Contributed By:Dorothy Nevils maslivend@sbcglobal.net

Too, too painful ... Lou Gehrig's disease

I’d heard the name before, in passing. I remember that I did, but not when. It meant little to me, a furrowed brow for a moment. I didn’t know the man with the name.

I knew he was a professional baseball player. I didn’t follow baseball. Besides, it was way before my time. When? I had no idea. It belonged to a faraway place.Where? I didn’t know. Nor did I seek to know. It was not a part of my world, and as huge as the world is, there is never the possibility of exploring more than a fraction of what it encompasses.

And, so, I went on my merry, and sometimes not so merry, way. I cannot even say I thought about it ever, though I’d heard the name… perhaps once or twice… maybe three times for good measure, but it had nothing to do with me.

Then, last year, that changed! It was real, and it had invaded, not my circle of acquaintances, not even my circle of friends, but my family! No one had seen it coming, and it was there, like an evil coward, and had targeted my niece! That’s when I became acquainted with this disease! That’s when it was important to me.

ALS is short for amyotrophic lateral sclerosis, and was discovered in 1869 by a French doctor named Jean-Martin Charcot. It is called Lou Gehrig’s disease, named for the great professional baseball player who died of the disease at 38, two years after diagnosis.

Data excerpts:
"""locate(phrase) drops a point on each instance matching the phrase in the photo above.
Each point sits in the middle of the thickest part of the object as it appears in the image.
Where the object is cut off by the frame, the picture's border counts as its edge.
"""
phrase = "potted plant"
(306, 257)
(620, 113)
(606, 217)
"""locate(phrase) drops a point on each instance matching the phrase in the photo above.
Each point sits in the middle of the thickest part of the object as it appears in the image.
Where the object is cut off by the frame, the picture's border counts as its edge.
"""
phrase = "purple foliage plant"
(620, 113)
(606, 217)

*Tasks to perform*.
1. List every personal name that appears in the piece on Lou Gehrig's disease.
2. Write the next part of the piece on Lou Gehrig's disease, picking up from its final sentence.
Nothing in the data is needed for this work.

*Results of the exercise*.
1. Dorothy Nevils, Lou Gehrig, Jean-Martin Charcot

2.
The disease, as it did with Lou Gehrig, turns an active person into one completely dependent on others in a matter of months, with death occurring shortly thereafter.

This is what has happened to my niece, a beautiful, sweet woman, a year older than my daughter. She went from vibrant and independent to totally dependent, even to the point of having a hole put in her throat – in a matter of months, and it has broken my heart.

I remember her as a little girl frolicking with my daughter, getting in trouble with my daughter, and sharing summertime with my daughter, here in Gary, or in Mounds, IL. I remember “jumping” the little boy, my son’s friend down the street, for trying to get them to smoke, even though he knew, or should have, that I didn’t play that!

People always say stuff like, “He only takes the best,” some asinine effort at comfort, as if the griever ought to feel good, proud that one’s loved one was “chosen for the honor of dying early,” that pride that one has been “picked” outweighs the emptiness left for children, parents, and … aunts!

There is nothing I can do for her, but I have a sadness and, I must admit, some bitterness that, with all the hateful, dishonest, uncaring people in this world, a young woman, bubbling with kindness, her cup running over with sensitivity and generosity, could draw the lot of such suffering, then separation from all who love her, including three barely grown children who must spend the rest of their lives without her.

I am hoping that the money she and her friends and relatives raised to fight ALS will help scientists and doctors find a cure… and put an end to this horror visited upon people, especially those like my sweet niece … and I pledge to help!